#### TASK OBJECTIVE
Once you reach the line holding "tag: white van => bbox", write out that line and every later one exactly, ending with the last line of the data; write nothing else.

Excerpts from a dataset

◇ ◇ ◇

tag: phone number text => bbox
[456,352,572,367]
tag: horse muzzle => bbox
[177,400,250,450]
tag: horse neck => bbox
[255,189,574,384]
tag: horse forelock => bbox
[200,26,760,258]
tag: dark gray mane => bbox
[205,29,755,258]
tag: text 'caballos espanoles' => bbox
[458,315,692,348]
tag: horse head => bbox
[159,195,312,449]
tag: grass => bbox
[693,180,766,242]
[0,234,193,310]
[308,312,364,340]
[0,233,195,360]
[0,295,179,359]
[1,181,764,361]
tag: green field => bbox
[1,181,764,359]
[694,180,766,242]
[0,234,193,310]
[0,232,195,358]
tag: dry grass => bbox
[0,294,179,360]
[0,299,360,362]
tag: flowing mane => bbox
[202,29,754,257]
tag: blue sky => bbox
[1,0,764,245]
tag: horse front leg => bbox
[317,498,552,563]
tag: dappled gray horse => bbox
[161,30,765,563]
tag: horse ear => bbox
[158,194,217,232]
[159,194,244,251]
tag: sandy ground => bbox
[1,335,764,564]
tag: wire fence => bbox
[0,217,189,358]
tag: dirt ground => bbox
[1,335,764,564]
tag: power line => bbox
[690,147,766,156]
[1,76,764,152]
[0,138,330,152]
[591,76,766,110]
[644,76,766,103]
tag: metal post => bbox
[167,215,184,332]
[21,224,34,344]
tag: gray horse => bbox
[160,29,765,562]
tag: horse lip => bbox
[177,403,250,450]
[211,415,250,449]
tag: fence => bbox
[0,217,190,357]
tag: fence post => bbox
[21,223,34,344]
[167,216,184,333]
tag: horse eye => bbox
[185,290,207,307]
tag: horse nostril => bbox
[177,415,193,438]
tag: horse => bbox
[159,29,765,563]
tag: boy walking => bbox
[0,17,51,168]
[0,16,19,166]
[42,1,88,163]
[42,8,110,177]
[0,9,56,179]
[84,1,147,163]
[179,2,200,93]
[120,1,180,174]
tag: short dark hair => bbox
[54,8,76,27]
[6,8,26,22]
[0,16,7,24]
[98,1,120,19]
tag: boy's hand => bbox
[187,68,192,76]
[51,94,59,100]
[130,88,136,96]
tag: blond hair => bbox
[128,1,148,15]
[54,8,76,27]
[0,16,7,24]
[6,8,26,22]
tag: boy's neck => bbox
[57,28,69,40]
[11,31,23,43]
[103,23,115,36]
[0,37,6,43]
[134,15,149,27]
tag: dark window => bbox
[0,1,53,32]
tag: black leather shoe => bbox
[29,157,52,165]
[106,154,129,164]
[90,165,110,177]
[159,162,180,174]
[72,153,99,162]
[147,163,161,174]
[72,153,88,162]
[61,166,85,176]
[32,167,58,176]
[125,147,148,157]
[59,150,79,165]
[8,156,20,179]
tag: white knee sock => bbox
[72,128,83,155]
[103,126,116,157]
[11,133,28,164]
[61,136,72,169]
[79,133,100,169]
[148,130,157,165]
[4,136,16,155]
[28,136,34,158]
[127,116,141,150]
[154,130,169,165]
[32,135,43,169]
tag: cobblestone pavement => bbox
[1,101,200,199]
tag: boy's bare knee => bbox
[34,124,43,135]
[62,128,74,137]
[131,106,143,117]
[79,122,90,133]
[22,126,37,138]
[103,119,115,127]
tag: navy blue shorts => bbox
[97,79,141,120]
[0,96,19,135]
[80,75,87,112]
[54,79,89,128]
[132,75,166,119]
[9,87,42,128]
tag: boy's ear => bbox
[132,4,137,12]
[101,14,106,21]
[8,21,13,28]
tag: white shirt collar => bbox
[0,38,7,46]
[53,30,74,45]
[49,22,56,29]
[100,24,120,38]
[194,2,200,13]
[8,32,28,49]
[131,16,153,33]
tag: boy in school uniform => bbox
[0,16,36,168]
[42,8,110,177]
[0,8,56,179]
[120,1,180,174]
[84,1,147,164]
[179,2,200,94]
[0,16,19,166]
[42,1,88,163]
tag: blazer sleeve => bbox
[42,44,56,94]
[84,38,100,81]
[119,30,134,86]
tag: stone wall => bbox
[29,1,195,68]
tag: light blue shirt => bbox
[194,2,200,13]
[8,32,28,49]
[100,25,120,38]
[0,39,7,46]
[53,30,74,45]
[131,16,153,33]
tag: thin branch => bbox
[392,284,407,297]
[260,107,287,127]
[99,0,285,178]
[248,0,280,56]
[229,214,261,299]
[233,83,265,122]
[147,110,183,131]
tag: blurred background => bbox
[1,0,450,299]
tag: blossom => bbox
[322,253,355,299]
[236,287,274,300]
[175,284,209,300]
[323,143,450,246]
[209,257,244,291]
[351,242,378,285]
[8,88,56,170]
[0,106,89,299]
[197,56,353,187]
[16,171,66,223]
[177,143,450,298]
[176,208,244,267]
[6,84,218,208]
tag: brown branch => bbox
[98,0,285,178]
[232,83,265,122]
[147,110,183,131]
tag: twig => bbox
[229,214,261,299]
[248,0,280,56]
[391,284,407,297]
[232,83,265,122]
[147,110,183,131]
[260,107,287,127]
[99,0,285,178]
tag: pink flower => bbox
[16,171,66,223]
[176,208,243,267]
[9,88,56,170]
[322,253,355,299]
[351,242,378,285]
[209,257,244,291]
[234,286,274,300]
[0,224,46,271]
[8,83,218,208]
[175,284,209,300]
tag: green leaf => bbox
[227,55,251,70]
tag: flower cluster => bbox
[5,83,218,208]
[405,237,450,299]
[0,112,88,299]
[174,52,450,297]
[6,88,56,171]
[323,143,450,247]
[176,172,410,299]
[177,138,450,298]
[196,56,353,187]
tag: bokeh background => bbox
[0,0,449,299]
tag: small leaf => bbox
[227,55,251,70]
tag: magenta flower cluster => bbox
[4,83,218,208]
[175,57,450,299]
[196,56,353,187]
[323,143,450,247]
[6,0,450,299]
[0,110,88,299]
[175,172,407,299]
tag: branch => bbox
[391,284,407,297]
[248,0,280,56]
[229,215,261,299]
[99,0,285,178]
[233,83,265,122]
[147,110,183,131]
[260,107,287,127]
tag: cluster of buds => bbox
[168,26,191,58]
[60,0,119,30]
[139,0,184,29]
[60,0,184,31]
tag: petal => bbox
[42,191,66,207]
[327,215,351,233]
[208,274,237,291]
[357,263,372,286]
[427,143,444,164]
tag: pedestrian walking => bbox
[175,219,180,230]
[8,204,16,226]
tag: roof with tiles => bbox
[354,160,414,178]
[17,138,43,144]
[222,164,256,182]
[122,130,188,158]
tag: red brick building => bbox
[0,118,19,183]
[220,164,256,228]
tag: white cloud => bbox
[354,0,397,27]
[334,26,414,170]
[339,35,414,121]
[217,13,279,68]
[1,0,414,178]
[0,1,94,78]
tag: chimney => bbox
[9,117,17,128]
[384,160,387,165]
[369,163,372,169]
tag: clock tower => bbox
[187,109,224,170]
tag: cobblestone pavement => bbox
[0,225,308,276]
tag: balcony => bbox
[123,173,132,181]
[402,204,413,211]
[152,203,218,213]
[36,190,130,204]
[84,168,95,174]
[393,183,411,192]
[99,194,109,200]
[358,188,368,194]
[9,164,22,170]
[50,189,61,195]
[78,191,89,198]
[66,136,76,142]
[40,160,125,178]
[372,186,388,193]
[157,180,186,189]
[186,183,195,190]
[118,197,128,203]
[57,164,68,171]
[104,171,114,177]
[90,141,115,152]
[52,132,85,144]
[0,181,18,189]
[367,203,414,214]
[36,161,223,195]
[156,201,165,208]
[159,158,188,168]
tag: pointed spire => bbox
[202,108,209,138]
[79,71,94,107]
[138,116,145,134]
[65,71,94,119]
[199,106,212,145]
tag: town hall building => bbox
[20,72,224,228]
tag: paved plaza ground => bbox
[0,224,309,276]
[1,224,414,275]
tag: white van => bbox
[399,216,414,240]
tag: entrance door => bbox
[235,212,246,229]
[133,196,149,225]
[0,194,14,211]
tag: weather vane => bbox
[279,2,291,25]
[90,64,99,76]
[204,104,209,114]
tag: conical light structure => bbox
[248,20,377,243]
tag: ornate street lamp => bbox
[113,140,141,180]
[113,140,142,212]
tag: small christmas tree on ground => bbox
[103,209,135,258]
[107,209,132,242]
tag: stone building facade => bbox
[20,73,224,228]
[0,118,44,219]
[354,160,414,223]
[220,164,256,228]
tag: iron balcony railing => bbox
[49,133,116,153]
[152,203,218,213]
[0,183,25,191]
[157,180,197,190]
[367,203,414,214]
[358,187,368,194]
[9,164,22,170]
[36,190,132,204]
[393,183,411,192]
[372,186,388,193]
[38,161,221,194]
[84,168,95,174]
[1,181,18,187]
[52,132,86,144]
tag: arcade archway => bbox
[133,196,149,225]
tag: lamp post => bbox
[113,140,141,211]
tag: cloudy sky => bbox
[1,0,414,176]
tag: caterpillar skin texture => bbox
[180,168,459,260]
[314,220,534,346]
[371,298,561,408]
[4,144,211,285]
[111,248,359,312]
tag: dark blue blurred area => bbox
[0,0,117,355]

◇ ◇ ◇

#### ANSWER SECTION
tag: white van => bbox
[399,216,414,240]
tag: entrance door => bbox
[235,212,246,229]
[133,196,149,225]
[0,194,14,211]
tag: weather vane => bbox
[279,2,291,25]
[90,64,99,76]
[204,104,209,114]
tag: conical light structure => bbox
[248,20,377,243]
tag: ornate street lamp => bbox
[113,140,141,180]
[113,140,142,212]
tag: small christmas tree on ground => bbox
[103,209,135,258]
[107,209,132,242]
tag: stone building facade => bbox
[20,73,224,228]
[0,118,44,219]
[354,160,414,223]
[220,164,256,228]
tag: iron balcony railing => bbox
[49,133,116,153]
[152,203,218,213]
[0,183,25,191]
[157,180,197,190]
[367,203,414,214]
[358,187,368,194]
[9,164,22,170]
[36,190,132,204]
[393,183,411,192]
[372,186,388,193]
[38,161,221,194]
[84,168,95,174]
[1,181,18,187]
[52,132,86,144]
tag: arcade archway => bbox
[133,196,149,225]
tag: lamp post => bbox
[113,140,141,211]
tag: cloudy sky => bbox
[1,0,414,176]
tag: caterpillar skin texture => bbox
[180,168,459,260]
[314,220,534,346]
[371,298,561,408]
[4,144,211,285]
[111,248,359,312]
tag: dark blue blurred area => bbox
[0,0,117,355]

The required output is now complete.